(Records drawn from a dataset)
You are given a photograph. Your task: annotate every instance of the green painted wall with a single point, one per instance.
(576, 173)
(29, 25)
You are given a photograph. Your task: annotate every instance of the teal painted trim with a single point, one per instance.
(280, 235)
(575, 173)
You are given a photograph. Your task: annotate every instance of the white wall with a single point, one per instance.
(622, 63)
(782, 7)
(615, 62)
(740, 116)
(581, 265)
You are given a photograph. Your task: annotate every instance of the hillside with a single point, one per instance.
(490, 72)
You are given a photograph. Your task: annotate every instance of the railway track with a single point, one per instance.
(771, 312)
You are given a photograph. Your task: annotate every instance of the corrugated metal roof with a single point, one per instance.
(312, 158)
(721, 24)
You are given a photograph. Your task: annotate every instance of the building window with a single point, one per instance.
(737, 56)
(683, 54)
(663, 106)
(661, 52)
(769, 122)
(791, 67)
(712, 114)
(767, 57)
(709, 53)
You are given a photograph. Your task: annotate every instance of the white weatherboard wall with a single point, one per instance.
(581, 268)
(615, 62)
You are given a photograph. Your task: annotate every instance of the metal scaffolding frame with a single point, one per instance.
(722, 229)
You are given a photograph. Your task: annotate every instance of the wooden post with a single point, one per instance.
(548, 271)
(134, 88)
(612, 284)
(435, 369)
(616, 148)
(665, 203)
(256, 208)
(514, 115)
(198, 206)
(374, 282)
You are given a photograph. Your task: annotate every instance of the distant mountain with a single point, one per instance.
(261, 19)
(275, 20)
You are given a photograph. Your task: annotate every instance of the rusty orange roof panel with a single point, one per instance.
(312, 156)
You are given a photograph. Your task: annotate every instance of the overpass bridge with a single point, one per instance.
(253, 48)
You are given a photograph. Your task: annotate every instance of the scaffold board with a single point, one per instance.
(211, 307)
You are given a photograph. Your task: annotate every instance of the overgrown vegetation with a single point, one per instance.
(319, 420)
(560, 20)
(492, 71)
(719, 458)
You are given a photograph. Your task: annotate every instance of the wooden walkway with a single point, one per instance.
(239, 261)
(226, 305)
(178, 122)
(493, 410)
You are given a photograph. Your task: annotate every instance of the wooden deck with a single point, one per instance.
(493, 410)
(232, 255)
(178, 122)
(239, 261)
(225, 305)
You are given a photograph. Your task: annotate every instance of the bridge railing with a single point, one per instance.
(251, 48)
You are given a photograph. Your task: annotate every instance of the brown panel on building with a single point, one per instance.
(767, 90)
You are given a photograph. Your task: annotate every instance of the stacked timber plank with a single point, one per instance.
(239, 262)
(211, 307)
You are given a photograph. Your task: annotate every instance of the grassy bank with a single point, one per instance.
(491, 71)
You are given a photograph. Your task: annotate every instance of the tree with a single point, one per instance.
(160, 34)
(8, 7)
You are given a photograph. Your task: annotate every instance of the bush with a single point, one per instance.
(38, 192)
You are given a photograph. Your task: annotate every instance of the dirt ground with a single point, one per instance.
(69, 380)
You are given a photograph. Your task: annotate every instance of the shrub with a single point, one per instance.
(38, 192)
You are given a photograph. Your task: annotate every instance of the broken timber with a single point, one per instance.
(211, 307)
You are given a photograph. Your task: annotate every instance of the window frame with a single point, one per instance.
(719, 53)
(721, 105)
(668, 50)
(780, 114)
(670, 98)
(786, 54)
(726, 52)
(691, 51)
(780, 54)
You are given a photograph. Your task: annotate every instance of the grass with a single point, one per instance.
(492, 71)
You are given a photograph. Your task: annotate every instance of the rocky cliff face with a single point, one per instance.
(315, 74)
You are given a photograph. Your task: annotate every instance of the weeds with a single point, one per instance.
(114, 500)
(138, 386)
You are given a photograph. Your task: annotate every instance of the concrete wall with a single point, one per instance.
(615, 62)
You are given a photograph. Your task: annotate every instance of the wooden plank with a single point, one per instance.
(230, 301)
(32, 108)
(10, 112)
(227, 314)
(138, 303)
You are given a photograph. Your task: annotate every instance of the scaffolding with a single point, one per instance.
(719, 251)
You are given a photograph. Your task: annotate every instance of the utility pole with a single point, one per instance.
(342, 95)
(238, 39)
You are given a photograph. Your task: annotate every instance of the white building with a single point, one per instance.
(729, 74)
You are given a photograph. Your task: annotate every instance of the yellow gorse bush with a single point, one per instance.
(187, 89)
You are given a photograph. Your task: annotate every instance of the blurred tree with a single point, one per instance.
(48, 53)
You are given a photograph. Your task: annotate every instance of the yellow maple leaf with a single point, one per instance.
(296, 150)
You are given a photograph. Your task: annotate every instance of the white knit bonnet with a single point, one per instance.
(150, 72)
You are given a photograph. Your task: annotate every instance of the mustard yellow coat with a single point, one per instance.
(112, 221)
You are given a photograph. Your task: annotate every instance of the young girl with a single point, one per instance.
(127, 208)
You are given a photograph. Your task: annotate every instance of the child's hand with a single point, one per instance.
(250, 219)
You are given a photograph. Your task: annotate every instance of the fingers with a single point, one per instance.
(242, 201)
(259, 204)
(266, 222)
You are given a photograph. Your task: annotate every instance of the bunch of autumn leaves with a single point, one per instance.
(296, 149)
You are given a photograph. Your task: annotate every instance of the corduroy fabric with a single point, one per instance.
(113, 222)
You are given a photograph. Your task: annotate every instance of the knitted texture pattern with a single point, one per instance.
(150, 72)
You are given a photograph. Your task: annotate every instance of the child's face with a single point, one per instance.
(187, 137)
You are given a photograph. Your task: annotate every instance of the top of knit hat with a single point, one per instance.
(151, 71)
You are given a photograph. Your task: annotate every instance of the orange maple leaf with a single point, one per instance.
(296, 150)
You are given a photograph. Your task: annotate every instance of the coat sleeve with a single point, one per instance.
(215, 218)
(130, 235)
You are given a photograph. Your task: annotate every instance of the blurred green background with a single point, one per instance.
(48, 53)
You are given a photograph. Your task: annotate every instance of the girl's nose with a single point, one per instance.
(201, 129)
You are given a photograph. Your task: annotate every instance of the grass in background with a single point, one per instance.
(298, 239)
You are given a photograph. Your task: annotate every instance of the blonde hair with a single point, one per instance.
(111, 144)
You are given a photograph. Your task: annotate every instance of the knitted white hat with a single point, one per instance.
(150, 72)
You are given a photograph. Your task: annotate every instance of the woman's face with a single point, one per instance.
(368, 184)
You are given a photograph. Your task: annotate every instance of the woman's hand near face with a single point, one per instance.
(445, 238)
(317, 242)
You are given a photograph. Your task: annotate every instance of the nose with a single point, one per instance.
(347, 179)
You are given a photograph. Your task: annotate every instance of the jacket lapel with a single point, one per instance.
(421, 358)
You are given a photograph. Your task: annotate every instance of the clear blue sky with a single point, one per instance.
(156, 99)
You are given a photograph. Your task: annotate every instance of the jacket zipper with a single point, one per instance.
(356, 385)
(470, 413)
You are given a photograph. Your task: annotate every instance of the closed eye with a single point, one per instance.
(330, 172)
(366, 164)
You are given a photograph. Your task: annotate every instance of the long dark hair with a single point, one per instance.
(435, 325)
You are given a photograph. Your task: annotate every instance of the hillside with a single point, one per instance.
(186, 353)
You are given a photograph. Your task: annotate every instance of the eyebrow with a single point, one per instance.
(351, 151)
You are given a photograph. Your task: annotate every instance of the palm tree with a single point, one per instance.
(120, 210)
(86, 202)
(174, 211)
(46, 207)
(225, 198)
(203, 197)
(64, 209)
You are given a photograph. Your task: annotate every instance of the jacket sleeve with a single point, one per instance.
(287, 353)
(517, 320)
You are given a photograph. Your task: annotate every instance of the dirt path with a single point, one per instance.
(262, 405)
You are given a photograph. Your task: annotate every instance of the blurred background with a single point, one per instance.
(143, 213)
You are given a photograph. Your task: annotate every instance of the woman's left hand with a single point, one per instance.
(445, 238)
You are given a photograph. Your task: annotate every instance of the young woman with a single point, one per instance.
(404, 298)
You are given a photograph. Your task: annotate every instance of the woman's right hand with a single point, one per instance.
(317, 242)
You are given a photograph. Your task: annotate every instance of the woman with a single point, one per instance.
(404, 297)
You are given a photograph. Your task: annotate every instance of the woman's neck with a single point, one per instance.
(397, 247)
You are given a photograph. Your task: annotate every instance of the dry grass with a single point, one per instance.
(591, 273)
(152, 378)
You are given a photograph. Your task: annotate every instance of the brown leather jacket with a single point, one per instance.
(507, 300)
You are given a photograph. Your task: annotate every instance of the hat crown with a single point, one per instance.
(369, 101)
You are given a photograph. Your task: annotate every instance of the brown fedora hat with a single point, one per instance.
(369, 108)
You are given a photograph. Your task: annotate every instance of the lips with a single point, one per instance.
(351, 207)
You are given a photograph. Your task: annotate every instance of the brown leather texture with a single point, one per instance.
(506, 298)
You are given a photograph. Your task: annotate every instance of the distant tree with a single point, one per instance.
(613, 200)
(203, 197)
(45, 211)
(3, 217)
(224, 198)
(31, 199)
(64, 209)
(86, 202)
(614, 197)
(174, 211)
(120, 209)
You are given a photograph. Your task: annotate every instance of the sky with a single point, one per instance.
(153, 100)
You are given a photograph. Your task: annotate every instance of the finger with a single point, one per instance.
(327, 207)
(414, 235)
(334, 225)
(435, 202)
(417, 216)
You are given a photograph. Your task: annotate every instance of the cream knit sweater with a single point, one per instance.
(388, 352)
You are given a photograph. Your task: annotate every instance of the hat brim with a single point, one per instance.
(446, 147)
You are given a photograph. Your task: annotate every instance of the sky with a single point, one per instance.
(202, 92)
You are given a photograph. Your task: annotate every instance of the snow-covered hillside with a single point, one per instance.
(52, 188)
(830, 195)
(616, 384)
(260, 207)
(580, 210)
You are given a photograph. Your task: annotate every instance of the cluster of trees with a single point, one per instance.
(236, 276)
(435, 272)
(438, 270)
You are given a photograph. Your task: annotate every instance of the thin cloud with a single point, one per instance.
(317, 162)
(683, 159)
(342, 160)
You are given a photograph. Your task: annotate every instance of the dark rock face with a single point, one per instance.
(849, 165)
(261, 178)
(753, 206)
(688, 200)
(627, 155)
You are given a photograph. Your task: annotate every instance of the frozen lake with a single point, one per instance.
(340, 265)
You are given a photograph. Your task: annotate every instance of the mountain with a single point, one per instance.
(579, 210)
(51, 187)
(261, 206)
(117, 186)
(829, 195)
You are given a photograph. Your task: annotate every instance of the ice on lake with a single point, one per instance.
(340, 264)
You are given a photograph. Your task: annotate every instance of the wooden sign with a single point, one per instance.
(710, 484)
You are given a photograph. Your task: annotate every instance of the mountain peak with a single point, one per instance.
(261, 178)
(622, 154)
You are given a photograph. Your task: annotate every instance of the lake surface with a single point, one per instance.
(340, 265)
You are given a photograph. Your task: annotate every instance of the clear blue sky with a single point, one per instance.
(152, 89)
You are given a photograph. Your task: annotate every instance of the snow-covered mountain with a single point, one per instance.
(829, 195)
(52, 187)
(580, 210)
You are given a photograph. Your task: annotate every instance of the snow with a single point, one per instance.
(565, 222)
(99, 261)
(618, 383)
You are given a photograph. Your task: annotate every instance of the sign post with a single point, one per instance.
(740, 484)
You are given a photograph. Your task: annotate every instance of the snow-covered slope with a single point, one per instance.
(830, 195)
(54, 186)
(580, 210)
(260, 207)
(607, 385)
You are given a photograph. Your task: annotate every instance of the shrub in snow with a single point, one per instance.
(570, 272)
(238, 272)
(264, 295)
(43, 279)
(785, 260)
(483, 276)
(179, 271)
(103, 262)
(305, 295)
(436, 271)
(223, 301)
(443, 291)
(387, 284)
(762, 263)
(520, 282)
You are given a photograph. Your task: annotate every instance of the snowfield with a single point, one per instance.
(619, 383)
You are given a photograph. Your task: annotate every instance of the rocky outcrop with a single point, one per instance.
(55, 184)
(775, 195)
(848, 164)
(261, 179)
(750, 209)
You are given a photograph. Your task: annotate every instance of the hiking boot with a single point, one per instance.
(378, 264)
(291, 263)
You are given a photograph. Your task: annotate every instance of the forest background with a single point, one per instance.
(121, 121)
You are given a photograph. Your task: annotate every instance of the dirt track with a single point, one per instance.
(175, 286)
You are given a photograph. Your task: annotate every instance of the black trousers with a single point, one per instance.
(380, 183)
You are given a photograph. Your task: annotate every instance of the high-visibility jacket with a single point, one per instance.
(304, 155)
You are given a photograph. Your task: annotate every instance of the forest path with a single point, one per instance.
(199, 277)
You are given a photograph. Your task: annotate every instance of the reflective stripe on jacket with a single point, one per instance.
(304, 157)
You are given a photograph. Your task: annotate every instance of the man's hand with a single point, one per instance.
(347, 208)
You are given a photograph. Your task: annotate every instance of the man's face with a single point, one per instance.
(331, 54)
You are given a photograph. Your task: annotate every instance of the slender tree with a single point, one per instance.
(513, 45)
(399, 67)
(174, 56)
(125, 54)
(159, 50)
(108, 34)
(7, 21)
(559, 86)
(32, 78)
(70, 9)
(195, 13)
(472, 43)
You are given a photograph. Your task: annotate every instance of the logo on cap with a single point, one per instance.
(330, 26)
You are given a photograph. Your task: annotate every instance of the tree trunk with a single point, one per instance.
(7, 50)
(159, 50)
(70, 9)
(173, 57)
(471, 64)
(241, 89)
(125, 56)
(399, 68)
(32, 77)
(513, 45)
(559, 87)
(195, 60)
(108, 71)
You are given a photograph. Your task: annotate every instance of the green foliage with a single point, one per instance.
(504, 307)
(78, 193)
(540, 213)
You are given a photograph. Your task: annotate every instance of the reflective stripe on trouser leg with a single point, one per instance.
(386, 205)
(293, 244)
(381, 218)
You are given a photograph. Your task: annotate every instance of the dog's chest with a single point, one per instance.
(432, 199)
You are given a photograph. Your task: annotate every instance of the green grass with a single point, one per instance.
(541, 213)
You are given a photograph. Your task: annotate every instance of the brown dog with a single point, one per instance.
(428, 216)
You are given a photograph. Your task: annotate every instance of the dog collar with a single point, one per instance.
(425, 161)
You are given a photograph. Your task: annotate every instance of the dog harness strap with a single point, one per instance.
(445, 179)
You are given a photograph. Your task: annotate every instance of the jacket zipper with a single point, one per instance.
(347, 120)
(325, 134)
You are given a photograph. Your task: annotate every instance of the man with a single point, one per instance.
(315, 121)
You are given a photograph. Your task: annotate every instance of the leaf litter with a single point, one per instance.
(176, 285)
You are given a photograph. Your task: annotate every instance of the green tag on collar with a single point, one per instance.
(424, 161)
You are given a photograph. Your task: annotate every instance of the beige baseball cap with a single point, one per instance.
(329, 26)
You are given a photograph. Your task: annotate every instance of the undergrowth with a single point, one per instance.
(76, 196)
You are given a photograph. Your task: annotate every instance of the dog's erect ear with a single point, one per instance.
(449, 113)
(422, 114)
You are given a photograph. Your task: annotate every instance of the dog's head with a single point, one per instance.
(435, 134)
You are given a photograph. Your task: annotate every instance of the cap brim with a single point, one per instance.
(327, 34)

**TASK TO CARRY OUT**
Only the lines from the one that contains "the cap brim" to the end of the data should be output, exactly as they appear.

**RESULT OF THIS EXERCISE**
You are given a photograph. Your task: annotate every instance of the cap brim with a single point, one per instance.
(327, 34)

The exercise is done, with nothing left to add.